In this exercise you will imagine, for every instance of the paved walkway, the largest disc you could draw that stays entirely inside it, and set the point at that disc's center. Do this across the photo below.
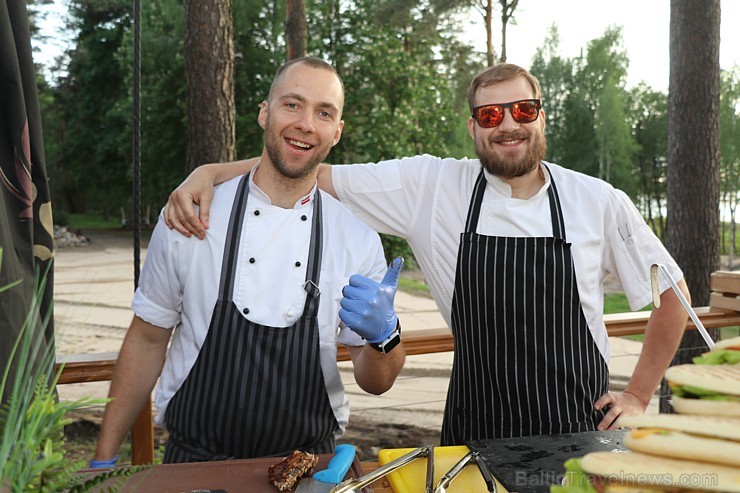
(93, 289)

* * *

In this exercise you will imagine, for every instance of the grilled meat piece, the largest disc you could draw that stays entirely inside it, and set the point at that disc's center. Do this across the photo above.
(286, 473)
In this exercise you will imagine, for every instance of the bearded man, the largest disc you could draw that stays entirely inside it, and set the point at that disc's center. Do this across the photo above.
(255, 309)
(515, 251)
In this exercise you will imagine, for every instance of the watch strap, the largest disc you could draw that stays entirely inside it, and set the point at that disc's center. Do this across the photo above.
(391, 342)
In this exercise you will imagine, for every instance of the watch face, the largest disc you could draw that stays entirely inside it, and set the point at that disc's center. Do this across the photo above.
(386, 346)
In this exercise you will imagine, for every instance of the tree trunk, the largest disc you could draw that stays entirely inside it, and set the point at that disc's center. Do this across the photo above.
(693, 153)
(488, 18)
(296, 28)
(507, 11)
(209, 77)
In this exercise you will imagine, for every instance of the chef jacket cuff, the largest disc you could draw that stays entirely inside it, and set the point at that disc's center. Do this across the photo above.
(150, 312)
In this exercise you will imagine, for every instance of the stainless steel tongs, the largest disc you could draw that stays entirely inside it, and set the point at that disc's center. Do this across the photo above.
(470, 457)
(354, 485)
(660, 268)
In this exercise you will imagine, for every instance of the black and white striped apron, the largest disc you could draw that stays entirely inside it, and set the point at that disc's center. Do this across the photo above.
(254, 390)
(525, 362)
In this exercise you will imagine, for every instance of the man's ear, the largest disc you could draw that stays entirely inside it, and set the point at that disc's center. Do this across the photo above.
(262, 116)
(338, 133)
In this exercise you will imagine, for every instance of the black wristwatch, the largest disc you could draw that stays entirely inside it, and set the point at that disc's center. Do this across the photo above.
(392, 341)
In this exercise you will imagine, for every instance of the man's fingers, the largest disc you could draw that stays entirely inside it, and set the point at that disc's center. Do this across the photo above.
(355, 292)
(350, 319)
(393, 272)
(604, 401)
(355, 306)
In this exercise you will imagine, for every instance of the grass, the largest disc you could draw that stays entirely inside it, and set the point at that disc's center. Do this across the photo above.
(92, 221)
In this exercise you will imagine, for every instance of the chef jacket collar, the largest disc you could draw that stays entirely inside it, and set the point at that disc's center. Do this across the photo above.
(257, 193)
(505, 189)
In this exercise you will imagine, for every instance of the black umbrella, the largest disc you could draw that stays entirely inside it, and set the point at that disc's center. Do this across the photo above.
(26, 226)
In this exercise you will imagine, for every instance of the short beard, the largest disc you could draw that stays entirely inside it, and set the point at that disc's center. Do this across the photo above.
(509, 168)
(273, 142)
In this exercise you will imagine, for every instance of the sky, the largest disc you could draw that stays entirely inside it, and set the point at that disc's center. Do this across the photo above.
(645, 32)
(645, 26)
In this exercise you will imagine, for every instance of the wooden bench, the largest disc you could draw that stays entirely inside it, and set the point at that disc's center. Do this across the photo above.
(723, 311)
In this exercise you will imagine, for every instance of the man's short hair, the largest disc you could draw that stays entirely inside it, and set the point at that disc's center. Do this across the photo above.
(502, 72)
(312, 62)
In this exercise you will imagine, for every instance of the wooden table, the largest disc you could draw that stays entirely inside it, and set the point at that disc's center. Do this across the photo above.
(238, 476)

(PROBLEM TO SOLVE) Pick out each line of the records above that contains the word "jacket", and copy every such line in full.

(RESPONSE)
In this exercise you will imagine, for every instance of the chef jacket cuff, the largest disc you could draw that stays entirely inside it, and set the point at that disc's center. Do this across the photo above.
In this exercise you will imagine, for every instance of the chef jacket collar, the largest disc you could draw that stays entirely inside it, and set the point at that disc's center. Do this across the photo above.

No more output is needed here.